YOUR ASSIGNMENT: Could you retype exactly the lines running from the line with "label=wooden tabletop → get bounding box" to the end of the data, both included, and nothing else?

DATA EXCERPTS:

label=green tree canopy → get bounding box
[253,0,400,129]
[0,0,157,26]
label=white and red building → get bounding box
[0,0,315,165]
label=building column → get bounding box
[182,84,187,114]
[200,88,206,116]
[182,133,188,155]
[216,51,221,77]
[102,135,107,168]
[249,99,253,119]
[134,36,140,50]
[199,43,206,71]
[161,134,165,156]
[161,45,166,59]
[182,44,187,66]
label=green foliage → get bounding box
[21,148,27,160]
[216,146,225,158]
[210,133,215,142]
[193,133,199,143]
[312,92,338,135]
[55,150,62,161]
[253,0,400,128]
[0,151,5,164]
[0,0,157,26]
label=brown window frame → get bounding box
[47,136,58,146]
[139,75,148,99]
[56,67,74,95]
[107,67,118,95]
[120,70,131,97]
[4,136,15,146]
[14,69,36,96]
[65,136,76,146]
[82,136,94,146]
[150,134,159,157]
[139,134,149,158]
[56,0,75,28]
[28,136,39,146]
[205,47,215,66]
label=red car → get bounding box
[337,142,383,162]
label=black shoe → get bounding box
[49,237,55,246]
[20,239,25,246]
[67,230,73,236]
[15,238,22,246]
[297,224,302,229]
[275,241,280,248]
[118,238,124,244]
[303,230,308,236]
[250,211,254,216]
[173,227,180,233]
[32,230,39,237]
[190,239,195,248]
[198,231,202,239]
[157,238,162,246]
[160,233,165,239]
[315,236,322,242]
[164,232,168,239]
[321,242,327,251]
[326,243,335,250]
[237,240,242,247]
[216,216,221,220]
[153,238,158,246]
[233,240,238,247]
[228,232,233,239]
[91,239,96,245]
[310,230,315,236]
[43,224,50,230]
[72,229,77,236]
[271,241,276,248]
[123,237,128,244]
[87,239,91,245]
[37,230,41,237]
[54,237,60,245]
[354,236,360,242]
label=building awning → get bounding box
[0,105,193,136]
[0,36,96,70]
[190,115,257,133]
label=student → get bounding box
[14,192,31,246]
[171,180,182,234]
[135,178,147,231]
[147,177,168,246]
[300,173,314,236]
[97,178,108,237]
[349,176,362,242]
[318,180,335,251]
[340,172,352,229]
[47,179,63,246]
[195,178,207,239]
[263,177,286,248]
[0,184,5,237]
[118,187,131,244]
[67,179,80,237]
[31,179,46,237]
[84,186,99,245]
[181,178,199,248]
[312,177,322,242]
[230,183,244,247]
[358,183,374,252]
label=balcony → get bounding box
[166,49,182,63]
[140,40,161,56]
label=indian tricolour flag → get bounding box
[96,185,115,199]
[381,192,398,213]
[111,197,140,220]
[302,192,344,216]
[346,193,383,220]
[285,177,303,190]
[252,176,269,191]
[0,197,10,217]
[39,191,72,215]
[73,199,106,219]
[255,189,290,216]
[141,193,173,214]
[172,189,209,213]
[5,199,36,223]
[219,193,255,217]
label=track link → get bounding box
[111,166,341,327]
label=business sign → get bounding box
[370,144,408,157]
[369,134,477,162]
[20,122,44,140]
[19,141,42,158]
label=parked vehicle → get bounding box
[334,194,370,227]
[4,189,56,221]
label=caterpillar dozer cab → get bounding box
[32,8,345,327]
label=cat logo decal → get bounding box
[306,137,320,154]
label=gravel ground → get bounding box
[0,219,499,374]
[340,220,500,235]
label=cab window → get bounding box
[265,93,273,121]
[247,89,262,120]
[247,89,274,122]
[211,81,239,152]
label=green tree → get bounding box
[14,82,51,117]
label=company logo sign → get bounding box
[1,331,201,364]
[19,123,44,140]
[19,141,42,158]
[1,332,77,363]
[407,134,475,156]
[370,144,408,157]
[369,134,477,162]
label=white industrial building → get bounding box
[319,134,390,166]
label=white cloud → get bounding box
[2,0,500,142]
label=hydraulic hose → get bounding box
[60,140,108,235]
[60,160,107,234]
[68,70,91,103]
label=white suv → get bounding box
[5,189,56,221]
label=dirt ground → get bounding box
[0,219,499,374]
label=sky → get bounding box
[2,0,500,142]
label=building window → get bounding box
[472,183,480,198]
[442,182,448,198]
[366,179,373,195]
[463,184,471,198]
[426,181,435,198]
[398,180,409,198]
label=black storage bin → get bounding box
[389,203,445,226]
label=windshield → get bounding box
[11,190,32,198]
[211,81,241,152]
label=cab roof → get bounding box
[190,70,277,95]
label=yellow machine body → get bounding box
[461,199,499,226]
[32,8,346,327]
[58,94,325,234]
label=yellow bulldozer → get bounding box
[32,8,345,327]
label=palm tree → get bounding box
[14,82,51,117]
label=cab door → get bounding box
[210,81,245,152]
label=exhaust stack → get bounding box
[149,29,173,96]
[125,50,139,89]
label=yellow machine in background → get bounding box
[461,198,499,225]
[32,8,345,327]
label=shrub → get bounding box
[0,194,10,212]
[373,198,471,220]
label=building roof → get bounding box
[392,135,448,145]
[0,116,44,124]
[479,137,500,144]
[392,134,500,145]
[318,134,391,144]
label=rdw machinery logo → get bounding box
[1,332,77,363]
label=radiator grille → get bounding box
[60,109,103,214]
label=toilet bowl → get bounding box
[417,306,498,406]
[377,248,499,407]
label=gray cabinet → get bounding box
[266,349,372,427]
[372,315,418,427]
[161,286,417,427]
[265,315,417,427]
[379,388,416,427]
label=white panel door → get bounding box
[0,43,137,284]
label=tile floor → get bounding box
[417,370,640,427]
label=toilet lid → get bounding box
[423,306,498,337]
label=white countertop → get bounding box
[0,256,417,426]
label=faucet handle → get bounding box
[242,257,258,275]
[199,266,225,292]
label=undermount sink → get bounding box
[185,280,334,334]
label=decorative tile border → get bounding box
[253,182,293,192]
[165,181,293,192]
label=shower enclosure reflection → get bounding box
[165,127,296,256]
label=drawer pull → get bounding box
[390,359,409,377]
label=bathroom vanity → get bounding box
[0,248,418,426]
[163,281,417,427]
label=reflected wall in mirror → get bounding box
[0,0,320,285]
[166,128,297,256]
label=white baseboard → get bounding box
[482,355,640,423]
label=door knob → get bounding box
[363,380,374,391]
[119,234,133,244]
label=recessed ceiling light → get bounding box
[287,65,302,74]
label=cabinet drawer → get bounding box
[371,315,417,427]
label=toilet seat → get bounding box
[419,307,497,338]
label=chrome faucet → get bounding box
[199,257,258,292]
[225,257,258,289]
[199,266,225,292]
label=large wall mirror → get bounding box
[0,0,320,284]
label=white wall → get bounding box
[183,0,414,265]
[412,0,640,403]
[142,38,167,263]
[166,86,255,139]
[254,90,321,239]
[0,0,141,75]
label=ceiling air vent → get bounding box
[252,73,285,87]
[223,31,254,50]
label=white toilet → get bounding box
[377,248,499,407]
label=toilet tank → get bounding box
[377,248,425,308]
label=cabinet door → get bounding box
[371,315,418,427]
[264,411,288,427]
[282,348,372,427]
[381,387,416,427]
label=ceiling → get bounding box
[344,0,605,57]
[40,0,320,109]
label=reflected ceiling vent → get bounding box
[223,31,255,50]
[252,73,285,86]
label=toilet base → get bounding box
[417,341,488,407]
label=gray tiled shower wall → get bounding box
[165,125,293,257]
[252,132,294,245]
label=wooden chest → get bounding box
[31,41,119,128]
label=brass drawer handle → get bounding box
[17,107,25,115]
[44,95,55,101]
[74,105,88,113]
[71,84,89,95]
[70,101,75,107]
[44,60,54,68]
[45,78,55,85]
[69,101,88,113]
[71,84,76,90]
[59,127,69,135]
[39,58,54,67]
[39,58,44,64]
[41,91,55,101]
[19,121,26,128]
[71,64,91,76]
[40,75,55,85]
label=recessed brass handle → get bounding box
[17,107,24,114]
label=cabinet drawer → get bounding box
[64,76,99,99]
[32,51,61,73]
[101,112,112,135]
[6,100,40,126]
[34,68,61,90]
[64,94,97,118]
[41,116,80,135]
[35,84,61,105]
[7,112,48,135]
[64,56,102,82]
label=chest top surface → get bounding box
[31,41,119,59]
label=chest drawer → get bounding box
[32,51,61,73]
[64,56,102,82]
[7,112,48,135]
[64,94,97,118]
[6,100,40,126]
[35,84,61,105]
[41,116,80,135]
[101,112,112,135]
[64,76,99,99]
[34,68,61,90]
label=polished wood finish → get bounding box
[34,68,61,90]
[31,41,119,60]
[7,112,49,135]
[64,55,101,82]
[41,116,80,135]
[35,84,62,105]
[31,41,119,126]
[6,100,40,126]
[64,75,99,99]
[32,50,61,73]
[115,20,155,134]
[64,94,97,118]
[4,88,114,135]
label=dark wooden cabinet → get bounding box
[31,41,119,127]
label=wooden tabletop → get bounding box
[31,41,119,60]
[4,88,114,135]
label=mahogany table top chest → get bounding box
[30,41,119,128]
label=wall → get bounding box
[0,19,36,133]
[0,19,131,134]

YOUR RESPONSE:
label=wooden tabletop → get bounding box
[31,41,119,60]
[4,88,114,135]
label=mahogany table top chest → get bounding box
[30,41,119,128]
label=wall → get bounding box
[0,19,36,133]
[0,19,131,134]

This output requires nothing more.